Work item
Start at the line in the entries below that contains "Target: crepe paper texture", stop at the line that contains "Q. Indicate one", and output exactly the lines in that span, both ends included.

-=-=-

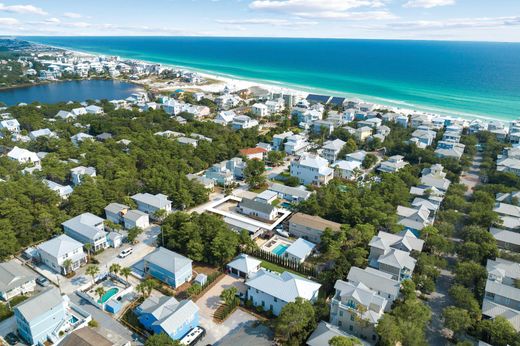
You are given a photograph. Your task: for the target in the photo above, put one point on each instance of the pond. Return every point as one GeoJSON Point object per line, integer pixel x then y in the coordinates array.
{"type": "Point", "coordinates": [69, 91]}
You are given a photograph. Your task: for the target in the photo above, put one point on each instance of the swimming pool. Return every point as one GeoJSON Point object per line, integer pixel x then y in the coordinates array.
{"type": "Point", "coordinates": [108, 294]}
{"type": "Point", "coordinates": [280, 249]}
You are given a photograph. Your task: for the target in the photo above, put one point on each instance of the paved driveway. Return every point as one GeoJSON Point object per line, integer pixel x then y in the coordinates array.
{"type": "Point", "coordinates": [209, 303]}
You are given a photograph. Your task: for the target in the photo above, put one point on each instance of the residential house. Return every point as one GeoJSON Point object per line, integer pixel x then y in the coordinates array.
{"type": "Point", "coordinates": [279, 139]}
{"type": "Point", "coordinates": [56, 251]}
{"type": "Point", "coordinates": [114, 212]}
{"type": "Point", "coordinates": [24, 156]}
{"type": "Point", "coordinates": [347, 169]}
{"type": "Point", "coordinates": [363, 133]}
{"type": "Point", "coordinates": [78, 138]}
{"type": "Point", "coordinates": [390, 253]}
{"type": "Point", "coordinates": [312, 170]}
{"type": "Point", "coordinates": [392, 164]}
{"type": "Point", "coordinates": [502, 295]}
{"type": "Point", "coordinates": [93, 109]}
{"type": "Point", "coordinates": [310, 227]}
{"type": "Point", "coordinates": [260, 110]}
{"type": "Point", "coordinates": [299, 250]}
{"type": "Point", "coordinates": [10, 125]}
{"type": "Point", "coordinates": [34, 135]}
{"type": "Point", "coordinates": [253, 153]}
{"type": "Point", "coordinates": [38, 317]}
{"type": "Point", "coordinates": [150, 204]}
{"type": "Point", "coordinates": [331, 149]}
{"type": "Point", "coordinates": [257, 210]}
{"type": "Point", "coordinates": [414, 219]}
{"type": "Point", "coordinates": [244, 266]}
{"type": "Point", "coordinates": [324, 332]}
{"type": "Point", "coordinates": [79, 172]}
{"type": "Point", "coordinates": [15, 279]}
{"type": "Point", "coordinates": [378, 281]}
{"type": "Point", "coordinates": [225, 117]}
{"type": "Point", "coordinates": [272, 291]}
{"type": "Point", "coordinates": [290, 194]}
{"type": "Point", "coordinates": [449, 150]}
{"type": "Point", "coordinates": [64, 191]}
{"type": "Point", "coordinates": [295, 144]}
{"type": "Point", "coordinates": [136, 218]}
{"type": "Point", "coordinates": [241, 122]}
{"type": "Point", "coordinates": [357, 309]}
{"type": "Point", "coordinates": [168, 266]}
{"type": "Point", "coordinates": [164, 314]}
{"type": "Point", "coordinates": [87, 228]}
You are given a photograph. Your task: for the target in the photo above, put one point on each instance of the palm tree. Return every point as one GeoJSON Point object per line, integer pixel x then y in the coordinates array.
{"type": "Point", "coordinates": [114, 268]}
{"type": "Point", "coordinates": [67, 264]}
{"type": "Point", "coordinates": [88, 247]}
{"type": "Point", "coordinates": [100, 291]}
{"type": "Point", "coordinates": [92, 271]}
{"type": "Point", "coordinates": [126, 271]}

-=-=-

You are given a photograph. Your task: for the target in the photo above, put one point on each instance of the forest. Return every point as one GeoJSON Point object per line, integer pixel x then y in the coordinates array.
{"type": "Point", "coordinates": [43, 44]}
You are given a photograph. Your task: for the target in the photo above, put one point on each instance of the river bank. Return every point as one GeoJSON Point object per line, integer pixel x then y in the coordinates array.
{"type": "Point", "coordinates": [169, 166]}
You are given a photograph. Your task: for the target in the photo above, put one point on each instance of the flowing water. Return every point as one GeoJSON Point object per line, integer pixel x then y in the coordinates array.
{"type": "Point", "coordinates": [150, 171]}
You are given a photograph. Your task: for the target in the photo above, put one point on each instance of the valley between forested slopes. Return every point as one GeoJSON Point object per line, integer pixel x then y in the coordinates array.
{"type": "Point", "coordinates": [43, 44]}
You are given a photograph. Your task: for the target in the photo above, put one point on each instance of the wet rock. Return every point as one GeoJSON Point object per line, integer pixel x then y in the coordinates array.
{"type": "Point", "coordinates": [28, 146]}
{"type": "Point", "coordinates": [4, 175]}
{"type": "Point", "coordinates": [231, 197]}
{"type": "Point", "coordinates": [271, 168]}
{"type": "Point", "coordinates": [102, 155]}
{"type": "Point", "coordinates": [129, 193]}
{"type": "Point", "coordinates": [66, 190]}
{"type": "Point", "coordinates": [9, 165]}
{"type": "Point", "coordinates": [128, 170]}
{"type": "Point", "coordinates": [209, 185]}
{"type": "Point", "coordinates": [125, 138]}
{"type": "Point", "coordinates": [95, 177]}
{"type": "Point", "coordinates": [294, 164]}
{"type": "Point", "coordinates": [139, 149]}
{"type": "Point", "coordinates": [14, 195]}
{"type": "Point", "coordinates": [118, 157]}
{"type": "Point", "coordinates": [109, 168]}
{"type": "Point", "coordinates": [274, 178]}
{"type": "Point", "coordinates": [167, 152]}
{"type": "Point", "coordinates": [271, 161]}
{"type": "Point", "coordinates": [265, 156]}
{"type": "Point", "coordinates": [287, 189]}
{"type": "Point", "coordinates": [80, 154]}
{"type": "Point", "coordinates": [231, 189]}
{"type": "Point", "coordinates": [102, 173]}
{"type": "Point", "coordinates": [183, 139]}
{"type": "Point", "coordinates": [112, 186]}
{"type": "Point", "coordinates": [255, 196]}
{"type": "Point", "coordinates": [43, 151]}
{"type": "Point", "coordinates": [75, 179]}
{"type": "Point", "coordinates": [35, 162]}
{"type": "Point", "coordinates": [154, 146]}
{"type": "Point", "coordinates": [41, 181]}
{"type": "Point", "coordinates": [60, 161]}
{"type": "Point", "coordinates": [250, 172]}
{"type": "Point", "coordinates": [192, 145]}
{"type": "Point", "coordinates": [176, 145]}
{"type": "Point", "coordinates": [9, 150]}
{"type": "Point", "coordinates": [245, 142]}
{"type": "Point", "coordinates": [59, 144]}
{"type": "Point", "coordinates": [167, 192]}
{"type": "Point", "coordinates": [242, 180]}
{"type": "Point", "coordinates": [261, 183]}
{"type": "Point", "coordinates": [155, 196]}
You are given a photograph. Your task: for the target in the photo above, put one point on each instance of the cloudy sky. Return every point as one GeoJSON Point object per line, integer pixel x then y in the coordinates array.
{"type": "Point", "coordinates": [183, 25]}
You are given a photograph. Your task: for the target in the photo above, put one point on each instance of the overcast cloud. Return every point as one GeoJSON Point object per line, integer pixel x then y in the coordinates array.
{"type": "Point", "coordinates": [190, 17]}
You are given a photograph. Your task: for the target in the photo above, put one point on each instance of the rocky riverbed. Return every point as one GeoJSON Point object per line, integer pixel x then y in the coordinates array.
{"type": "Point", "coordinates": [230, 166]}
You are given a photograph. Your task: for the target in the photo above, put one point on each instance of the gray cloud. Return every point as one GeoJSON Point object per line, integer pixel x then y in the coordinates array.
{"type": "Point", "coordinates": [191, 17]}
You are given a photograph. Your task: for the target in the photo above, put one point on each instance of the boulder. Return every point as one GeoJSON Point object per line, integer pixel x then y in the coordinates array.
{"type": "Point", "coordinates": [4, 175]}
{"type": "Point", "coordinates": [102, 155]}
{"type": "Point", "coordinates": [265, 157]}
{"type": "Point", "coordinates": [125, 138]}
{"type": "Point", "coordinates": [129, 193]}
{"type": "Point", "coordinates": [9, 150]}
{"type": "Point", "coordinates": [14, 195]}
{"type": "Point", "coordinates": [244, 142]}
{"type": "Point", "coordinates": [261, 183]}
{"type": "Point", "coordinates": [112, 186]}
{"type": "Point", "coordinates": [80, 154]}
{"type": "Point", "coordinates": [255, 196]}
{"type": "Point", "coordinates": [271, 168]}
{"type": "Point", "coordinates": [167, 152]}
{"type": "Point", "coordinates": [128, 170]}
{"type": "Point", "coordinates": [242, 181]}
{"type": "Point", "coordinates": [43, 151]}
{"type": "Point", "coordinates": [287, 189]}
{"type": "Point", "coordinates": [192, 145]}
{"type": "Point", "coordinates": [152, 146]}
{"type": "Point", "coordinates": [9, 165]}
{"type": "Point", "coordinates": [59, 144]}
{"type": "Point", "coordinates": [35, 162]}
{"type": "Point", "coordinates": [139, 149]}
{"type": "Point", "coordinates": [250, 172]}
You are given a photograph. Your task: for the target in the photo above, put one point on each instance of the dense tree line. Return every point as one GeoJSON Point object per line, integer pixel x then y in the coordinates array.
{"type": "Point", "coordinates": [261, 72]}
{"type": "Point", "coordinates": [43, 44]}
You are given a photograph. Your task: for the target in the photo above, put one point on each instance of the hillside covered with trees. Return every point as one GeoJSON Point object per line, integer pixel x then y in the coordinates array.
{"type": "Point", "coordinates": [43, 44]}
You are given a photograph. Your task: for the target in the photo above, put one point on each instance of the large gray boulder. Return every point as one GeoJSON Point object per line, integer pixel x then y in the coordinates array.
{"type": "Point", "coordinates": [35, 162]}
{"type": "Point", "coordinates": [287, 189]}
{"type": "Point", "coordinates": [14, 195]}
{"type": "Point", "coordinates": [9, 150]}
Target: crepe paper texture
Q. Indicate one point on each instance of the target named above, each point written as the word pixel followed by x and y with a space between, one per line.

-=-=-

Response area
Target: crepe paper texture
Q. Indicate one point on each instance of the target named above, each point written as the word pixel followed by x and y with a space between, one per line.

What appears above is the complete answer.